[Source extract]
LONDON • Britain will allow Huawei Technologies a restricted role in building parts of its 5G network, seeking a middle way in a bitter dispute between the United States and China over the next generation of communications technology.
Huawei, the world's biggest producer of telecommunications equipment, is under intense scrutiny after the US told allies not to use its technology because of fears it could be a vehicle for Chinese spying. Huawei has categorically denied this.
The Daily Telegraph newspaper reported that Britain's National Security Council, chaired by Prime Minister Theresa May, has agreed to allow Huawei access to non-core parts of 5G mobile infrastructure like antennas, despite concerns among ministers.
The decision was made despite concerns raised over Mrs May's approach by Home Secretary Sajid Javid, Foreign Secretary Jeremy Hunt, Defence Secretary Gavin Williamson, International Trade Secretary Liam Fox and International Development Secretary Penny Mordaunt.
Downing Street declined to comment, but Huawei welcomed the newspaper report.
"Huawei welcomes reports that the UK government is moving towards allowing Huawei to help build the UK's 5G network," it said in a statement.
"While we await a formal government announcement, we are pleased that the UK is continuing to take an evidence-based approach to its work and we will continue to work cooperatively with the government, and the industry," Huawei said.
The US has banned Huawei's 5G technology from its territory and urged allies in the so-called Five Eyes intelligence sharing collective - which includes Australia, Britain, Canada and New Zealand - to follow suit.

[Provided information]
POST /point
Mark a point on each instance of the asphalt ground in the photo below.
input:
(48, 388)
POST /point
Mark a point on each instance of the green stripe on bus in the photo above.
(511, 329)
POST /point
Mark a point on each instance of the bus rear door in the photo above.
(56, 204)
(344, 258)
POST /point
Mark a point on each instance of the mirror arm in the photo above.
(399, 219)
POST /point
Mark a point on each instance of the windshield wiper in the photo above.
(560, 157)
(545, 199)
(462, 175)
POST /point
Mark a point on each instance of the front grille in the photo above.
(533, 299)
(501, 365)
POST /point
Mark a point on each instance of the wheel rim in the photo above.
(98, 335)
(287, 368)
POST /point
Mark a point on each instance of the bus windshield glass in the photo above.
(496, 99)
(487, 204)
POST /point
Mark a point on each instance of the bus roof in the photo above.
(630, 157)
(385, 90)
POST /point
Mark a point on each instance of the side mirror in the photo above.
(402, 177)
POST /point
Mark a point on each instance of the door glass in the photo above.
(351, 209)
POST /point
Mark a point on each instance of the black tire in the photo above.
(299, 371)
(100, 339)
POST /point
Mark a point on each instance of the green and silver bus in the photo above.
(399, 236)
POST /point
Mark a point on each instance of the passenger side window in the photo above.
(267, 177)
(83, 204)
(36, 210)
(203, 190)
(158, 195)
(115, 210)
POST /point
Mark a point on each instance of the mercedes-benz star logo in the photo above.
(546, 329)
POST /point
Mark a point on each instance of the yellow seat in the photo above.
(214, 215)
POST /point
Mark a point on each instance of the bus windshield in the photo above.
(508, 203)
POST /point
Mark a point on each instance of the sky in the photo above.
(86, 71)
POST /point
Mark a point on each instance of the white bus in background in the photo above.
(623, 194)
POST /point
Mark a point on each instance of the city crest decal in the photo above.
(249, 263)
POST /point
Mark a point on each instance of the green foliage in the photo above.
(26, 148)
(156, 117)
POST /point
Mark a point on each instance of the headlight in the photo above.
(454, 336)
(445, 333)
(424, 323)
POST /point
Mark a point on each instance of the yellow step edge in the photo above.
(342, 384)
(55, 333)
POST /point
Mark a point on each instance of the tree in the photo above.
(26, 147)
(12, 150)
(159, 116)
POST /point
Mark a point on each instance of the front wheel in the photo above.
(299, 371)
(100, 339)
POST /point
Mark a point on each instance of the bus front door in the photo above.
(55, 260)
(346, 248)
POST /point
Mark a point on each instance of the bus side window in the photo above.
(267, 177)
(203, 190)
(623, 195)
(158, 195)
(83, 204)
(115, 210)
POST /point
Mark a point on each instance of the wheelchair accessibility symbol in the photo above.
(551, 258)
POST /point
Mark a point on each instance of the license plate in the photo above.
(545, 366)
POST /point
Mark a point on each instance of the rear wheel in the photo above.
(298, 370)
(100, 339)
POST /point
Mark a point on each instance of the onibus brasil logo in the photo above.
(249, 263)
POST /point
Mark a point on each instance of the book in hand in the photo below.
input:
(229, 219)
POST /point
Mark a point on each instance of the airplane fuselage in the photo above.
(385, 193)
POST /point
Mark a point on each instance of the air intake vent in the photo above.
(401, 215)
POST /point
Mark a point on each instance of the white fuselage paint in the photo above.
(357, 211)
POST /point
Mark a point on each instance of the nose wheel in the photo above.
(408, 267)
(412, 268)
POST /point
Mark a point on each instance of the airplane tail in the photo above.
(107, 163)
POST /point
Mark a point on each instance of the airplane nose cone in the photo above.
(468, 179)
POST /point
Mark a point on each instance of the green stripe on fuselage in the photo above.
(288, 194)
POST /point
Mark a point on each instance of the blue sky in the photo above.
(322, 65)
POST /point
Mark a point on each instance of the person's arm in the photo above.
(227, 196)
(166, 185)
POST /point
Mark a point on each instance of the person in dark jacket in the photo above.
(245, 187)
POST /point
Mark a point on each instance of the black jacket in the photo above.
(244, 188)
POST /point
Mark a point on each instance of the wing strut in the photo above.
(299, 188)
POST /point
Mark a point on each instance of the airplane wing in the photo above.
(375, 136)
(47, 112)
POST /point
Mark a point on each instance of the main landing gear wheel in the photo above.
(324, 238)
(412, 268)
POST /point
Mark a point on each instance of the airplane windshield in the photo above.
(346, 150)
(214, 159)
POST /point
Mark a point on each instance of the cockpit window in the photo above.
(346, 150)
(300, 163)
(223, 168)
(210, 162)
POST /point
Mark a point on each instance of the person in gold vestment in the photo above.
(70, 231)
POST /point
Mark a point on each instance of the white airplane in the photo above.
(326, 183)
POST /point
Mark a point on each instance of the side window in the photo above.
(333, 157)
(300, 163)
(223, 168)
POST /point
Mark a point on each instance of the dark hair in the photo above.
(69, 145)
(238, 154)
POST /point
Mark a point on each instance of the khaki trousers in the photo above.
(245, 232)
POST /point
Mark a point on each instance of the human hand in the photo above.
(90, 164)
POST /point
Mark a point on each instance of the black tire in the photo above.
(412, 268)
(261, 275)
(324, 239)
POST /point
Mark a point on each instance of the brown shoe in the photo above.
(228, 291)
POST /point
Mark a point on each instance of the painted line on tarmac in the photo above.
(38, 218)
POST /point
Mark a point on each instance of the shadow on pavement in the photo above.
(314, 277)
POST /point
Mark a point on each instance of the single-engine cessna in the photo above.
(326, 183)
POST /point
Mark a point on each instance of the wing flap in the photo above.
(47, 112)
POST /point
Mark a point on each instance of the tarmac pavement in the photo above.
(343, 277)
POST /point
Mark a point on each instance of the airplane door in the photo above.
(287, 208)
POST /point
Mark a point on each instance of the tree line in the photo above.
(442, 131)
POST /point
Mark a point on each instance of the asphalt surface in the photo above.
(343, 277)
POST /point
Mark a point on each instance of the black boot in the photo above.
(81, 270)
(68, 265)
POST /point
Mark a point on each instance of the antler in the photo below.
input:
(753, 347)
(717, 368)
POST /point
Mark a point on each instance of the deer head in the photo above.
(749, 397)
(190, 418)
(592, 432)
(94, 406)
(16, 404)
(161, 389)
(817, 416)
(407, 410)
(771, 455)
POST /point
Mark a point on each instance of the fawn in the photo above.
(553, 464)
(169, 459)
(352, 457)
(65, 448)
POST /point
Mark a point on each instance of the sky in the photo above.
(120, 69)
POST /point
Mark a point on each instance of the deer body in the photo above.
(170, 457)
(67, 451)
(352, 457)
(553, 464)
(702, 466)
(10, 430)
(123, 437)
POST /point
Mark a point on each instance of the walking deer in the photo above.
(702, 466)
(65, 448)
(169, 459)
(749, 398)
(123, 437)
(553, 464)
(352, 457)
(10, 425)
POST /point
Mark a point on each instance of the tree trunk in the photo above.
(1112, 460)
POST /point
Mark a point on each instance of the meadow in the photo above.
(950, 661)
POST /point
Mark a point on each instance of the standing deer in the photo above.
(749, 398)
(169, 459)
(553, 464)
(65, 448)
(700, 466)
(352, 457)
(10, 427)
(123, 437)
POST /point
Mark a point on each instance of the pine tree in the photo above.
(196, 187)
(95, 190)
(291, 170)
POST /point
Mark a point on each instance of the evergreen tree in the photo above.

[Exercise brief] Output the passage of the Huawei 5G article from "The Daily Telegraph" to "in a statement." verbatim.

[Task result]
The Daily Telegraph newspaper reported that Britain's National Security Council, chaired by Prime Minister Theresa May, has agreed to allow Huawei access to non-core parts of 5G mobile infrastructure like antennas, despite concerns among ministers.
The decision was made despite concerns raised over Mrs May's approach by Home Secretary Sajid Javid, Foreign Secretary Jeremy Hunt, Defence Secretary Gavin Williamson, International Trade Secretary Liam Fox and International Development Secretary Penny Mordaunt.
Downing Street declined to comment, but Huawei welcomed the newspaper report.
"Huawei welcomes reports that the UK government is moving towards allowing Huawei to help build the UK's 5G network," it said in a statement.